■ Text section ■

········

On an Oracle-backed OpenACS system with 329 site nodes this is the price:


SQL> -- gee, no bind vars
select site_node.url(node_id)
          from site_nodes where object_id= 93013;

Statistics
----------------------------------------------------------
          5  recursive calls
          0  db block gets
         12  consistent gets


site_node.url is a recursive function that gets more expensive the more nodes you add.

In short /o (or LC_$ISOCODE/o) would supersede most calls of site_node.url thus saving overall load on the system and will not compromise security.

Collapse
Posted by Jun Yamog on
Hi,

Forgive me if my post it not too well informed.  Dave pointed out the url service contract for search.  I have used this a couple of times.  Can't the new sc for this url use it or make things something more common?

I think there is a common functionality on what Timo would like to do and search's url sc.

Collapse
Posted by Tom Jackson on

I thought one of the principals of a dynamic website was to never display links that a user cannot follow. Another related principal would be to give a little more information on what the link might show, like the number of new posts in a link to a forum.

For a portlet, only links the user has privileges to view should be displayed, otherwise the user presented with 50 links, with a number of bad ones, might hesitate to click, fearing rejection. In other words, the links are pre-qualified.

The service contract idea for providing a url to linkable objects sounds great. I really do like it. Besides a tcl function, a wrapper in the form of a url is very handy.

My concern is with displaying information about an object in an unqualified way: just digging through the database, going around an application and showing information before security checks can be performed. This gets back to your main point: it is expensive to do security checks on a huge list of objects, and calculating the url is maybe worse or of the same magnitude. This is where application logic is important: providing a useful, secure and cheap navigation scheme for displaying objects. A portlet would presumably do the same thing, taking a user_id and providing qualified links, or object_ids and an object name or summary.

In the case of a forum portlet, probably only one permission check would be performed on the forum, and not on every thread or message.

········

■ Recorded data ■
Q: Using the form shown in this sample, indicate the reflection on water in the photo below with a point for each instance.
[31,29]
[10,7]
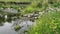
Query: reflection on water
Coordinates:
[7,27]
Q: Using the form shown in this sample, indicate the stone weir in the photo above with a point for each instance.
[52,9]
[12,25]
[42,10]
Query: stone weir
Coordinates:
[15,2]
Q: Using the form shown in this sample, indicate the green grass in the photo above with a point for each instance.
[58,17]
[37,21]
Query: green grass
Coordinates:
[47,24]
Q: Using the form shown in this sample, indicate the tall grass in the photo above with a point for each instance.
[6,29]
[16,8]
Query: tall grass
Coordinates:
[47,24]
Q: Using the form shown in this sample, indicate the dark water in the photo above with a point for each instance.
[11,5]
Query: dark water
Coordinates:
[9,21]
[7,27]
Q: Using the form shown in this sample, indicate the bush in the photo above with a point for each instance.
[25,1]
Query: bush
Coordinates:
[47,24]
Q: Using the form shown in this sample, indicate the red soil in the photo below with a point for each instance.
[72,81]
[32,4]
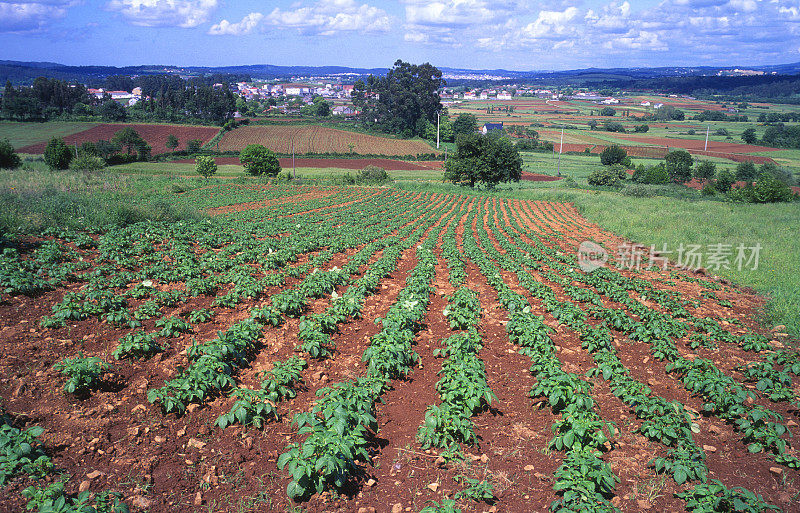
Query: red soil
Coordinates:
[155,135]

········

■ Work to complete ■
- a) In the OpenACS forum thread, what does the post say about how site_node.url's cost changes as more nodes are added?
- b) Pick up the OpenACS forum thread after its final sentence and keep writing it in the same voice.

■ Results of the tasks ■
- a) It gets more expensive the more nodes you add, because it is a recursive function.

- b)
I'm just wondering out loud here: what if the package developer could provide views? Instead of individual objects, for which a permission is checked, any whole chunk of useable data which could be tied to an object_id and permission checked with a user_id could be queried. For instance, in a forum package, besides the links to new messages or threads, you could provide a list of who posted the last few messages, kind of a whose on line. In this case the forum_id and the view name would be provide. Maybe that is what a portlet does, but my point here is that a single link to an object may end up being a little limiting. If you could specify a view, a series of urls that contain the object could be used. None of the urls would need to be specified ahead of time, just a link to the redirection url including the object_id and view. So the forum portlet, view as a whose on line, would return a series of user names and user_ids, and the view you should use to look a the user object. Maybe in this case the view would be of the number or list of posts to this forum_id by the user.

Now would a view need to be provided by the developer? Would a view need to be a part of the package that created the data? Not necessarily, maybe it would be better if views were separate packages: unmounted services. So anyone could create a view and distribute it. When you mount a package instance, you could establish which views you want to apply to that instance.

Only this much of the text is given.